Problem to solve: Lines in the entries below where the word "bowl" shows up should each be copied.

Exercise materials:
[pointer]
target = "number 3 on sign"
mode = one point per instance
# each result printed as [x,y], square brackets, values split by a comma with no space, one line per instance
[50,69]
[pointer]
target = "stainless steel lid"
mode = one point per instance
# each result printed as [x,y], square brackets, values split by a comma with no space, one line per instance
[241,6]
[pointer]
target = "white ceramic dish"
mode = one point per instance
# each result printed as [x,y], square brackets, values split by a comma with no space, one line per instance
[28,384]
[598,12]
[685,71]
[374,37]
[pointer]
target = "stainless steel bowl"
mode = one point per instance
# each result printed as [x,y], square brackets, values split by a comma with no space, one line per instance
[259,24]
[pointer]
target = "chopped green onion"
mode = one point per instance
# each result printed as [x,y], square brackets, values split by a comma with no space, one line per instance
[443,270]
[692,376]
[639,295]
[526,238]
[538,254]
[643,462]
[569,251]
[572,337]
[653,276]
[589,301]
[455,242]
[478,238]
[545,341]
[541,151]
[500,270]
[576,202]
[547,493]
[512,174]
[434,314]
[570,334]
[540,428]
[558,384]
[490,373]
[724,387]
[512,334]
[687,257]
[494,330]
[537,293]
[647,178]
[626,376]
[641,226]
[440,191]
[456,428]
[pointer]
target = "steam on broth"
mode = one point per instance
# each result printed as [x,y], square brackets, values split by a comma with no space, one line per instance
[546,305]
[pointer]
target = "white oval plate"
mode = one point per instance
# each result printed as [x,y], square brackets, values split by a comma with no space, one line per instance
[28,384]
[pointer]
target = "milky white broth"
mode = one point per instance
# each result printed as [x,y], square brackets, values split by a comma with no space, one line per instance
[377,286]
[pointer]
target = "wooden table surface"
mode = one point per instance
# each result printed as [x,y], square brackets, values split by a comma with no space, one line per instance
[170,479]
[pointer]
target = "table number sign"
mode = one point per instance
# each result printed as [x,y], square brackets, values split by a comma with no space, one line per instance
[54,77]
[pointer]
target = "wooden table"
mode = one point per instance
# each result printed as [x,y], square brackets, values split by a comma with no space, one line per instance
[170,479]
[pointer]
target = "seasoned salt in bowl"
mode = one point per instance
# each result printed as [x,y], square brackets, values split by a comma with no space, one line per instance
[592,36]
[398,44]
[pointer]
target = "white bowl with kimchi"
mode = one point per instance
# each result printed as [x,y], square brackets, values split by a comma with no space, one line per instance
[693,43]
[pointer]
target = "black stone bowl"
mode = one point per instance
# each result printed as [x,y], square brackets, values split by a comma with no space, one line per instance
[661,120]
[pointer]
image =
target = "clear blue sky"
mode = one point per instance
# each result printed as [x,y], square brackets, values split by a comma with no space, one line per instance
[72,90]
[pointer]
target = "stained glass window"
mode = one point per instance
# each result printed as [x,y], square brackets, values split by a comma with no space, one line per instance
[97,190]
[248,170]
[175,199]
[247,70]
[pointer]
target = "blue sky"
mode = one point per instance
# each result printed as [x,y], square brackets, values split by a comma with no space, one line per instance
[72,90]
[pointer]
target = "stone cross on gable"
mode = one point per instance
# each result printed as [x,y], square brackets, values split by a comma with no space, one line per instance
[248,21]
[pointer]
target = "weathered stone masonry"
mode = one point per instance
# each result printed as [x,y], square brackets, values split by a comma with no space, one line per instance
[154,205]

Solution below:
target = "stainless steel bowl"
target = "seasoned salt in bowl"
target = "white bowl with kimchi"
target = "black stone bowl"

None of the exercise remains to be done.